Goal: List each line in the items below that contains the word "pants", matching case exactly.

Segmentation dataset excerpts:
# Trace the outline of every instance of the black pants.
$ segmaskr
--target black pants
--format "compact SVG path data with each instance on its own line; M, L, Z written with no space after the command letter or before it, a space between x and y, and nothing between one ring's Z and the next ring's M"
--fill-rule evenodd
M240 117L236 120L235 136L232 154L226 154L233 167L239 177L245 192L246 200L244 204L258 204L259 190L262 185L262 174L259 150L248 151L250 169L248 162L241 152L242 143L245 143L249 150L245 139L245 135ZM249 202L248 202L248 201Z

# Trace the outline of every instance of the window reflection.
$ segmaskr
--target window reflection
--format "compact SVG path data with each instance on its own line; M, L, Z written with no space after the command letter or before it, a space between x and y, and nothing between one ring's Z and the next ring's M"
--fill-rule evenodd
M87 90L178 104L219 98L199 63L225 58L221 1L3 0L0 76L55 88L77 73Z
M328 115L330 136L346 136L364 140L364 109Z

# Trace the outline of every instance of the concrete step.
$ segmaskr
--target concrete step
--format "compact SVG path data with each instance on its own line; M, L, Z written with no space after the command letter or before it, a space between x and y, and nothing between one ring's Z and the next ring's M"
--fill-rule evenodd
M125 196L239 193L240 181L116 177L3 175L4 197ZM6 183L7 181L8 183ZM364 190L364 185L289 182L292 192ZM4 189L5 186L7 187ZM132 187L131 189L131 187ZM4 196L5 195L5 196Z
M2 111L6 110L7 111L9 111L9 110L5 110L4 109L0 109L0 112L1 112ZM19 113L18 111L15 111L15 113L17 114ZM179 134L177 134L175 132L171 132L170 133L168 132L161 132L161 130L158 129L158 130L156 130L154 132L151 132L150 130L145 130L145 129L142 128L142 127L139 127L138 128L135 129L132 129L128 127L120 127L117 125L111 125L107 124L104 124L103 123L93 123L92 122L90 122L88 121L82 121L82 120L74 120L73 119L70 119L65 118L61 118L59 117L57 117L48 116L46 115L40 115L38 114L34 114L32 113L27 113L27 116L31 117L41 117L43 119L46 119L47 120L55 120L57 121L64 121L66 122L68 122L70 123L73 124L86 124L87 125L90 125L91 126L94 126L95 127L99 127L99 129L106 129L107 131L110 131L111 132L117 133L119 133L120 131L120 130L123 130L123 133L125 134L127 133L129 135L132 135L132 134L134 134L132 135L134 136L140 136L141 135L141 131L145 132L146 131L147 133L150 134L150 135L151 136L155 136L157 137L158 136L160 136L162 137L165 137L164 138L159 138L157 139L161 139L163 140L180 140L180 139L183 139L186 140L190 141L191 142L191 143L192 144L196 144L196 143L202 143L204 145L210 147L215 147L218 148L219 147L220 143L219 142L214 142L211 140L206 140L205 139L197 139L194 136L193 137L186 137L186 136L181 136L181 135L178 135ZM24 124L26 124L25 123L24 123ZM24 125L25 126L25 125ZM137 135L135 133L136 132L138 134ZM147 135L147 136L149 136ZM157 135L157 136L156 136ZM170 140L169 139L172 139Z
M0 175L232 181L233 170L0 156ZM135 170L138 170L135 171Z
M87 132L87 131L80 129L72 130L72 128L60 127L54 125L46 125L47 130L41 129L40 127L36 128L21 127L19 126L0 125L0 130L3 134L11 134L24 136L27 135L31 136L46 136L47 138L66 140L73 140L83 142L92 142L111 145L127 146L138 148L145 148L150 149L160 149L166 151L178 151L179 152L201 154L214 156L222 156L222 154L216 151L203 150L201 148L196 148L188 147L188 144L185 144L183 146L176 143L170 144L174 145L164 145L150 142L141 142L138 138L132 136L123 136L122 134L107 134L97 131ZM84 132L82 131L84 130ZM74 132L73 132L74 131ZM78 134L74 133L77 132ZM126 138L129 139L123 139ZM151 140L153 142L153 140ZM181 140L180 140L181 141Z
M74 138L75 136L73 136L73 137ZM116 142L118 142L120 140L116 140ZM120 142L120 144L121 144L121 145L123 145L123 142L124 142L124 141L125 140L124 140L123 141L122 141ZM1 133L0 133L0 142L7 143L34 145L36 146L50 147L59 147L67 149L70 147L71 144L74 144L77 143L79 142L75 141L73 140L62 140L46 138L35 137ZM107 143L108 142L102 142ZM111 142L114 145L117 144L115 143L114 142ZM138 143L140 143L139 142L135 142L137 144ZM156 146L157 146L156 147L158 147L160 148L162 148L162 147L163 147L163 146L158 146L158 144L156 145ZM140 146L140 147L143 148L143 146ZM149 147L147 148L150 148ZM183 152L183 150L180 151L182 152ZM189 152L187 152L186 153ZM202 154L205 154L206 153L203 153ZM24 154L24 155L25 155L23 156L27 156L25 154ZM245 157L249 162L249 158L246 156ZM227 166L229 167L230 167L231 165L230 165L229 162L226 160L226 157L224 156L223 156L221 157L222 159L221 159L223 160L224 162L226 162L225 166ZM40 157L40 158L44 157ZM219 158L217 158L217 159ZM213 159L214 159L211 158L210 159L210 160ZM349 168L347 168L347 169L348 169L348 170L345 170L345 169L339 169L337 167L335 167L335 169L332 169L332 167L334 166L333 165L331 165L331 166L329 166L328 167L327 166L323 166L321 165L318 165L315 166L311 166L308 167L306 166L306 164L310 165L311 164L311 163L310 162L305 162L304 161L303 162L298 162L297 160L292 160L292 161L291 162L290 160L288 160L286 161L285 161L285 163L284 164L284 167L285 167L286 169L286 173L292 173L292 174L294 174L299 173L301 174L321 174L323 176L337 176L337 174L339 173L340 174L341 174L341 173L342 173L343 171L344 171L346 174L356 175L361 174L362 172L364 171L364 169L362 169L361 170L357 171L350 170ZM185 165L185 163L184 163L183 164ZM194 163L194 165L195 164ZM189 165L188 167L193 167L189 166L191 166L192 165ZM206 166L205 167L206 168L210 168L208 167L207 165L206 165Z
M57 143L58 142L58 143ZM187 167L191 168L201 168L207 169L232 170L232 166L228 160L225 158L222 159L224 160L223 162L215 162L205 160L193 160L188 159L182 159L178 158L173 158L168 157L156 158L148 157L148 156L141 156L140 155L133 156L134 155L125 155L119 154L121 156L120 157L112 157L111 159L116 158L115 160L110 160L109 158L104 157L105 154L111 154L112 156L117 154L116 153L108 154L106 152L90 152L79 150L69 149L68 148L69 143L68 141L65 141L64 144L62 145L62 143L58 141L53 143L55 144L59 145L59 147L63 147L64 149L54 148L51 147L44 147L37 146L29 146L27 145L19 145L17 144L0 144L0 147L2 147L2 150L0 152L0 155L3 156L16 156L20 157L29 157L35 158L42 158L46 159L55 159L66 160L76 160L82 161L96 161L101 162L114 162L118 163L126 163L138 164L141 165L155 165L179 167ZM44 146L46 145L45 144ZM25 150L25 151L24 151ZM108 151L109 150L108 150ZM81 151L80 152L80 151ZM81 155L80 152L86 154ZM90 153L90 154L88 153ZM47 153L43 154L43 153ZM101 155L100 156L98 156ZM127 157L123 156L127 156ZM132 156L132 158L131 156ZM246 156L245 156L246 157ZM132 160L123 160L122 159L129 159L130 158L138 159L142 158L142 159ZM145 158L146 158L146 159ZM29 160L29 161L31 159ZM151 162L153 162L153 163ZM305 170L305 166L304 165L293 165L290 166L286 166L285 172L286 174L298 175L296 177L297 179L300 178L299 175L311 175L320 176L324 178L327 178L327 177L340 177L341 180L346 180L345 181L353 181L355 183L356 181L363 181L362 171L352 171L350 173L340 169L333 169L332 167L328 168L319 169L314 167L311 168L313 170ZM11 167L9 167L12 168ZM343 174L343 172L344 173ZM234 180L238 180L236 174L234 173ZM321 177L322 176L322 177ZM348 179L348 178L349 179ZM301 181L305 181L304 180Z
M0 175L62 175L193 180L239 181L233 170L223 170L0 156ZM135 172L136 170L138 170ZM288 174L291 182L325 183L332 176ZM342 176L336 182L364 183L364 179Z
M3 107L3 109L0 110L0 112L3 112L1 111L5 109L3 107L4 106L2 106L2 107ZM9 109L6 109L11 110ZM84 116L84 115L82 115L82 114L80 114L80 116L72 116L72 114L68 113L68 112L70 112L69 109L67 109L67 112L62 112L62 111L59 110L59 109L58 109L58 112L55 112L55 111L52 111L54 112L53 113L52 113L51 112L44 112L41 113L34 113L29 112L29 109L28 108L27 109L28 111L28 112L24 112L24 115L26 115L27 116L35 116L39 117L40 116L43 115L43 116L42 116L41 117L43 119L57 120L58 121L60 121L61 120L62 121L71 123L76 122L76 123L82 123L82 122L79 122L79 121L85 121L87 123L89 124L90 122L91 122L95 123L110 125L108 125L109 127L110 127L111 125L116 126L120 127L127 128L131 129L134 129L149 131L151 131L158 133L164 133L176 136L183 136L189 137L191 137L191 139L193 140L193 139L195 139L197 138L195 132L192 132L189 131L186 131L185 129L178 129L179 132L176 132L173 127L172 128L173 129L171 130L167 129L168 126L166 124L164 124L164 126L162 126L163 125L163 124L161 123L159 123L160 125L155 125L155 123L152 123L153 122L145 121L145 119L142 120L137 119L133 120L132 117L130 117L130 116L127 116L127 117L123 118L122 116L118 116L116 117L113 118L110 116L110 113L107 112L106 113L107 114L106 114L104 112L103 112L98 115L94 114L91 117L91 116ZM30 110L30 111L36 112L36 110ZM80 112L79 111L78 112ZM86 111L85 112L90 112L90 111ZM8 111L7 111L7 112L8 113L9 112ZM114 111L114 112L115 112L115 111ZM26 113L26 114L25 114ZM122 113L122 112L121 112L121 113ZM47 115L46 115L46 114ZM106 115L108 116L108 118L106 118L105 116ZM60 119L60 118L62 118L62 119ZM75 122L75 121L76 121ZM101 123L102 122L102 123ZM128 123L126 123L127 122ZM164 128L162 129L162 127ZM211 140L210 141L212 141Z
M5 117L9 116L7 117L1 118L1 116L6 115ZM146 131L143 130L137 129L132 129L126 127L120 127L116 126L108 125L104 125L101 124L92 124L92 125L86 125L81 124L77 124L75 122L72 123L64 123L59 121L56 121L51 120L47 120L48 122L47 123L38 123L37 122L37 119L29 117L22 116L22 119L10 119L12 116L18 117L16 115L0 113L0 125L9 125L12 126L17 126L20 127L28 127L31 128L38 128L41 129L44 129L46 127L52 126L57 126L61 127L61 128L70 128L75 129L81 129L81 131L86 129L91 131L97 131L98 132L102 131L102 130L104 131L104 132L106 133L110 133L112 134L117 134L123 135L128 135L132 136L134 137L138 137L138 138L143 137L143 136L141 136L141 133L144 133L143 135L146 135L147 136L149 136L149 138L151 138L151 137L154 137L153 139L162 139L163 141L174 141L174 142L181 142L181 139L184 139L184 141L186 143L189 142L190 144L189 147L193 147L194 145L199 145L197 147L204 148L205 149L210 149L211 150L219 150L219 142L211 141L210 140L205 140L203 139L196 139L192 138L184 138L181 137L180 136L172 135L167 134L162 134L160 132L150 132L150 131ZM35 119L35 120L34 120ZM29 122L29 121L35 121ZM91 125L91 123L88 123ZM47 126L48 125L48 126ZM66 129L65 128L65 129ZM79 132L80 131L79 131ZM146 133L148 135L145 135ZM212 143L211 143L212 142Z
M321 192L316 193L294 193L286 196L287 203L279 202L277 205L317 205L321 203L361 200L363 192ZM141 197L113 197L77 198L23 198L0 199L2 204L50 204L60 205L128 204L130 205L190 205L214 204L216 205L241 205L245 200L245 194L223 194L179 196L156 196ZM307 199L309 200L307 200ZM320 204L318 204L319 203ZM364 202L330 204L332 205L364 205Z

Solution for this problem:
# Trace the outline of every instance of the black pants.
--target black pants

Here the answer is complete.